TO DO:
Gather every line below that contains the word "deck", and copy each one in full. Case counts, so only lines with a matching capitalization belong in the list.

ENTRIES:
※

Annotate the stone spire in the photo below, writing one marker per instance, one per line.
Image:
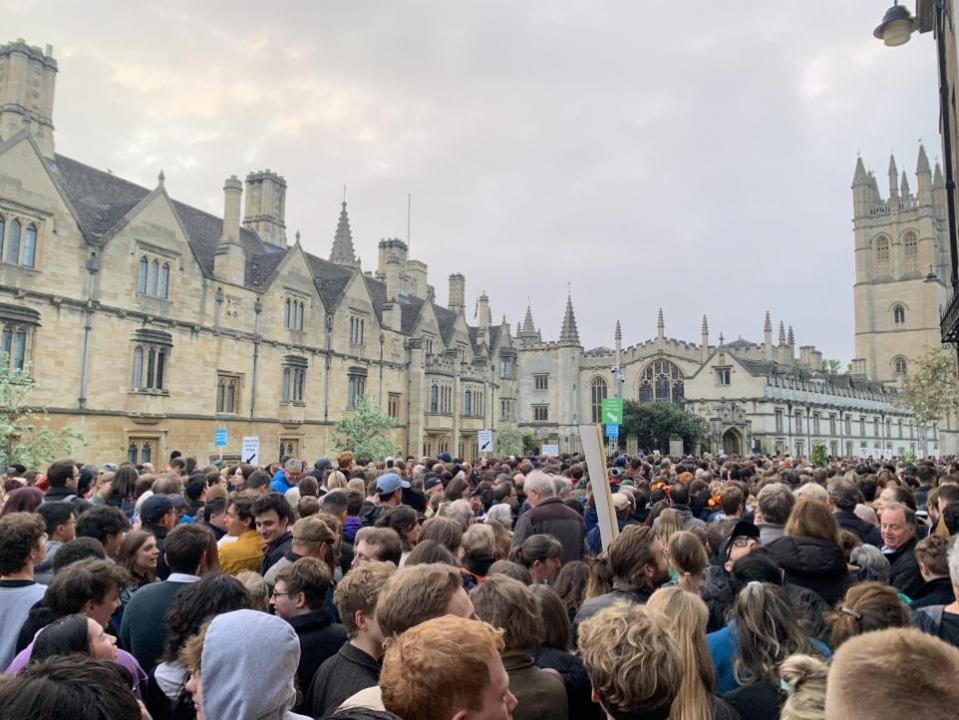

※

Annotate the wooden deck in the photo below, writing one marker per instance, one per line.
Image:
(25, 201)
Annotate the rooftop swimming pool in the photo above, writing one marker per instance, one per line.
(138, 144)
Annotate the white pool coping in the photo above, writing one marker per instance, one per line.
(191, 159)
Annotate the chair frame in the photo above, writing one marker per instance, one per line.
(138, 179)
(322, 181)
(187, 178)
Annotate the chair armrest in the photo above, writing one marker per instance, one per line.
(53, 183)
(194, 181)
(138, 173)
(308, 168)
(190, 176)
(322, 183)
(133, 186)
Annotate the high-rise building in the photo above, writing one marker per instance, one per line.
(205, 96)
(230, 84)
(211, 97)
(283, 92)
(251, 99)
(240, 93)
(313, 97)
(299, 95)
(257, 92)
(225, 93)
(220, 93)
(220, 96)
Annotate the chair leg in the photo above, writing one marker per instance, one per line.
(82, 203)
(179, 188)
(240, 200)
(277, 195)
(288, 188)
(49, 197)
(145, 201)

※

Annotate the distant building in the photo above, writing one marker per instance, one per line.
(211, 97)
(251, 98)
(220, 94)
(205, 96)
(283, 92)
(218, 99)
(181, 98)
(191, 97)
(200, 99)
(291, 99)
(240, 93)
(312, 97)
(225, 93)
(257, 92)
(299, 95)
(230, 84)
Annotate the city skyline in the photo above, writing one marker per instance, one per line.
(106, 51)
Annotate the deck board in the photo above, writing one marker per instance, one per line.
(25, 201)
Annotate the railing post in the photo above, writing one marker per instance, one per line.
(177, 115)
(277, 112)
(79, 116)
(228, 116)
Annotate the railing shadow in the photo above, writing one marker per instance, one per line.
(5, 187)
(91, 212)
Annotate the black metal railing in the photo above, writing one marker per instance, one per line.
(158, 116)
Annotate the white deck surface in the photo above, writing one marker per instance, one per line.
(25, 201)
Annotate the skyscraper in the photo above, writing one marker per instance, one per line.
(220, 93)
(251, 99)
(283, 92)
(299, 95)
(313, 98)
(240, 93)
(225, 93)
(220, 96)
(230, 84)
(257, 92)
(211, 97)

※

OUTPUT OF THE TASK:
Annotate the wooden deck in the photo below, writing one marker per instance, one per line.
Annotate the deck board in the photo above, writing one marker per instance, one per line.
Annotate the white deck surface in the photo above, writing one marker per instance, one per line.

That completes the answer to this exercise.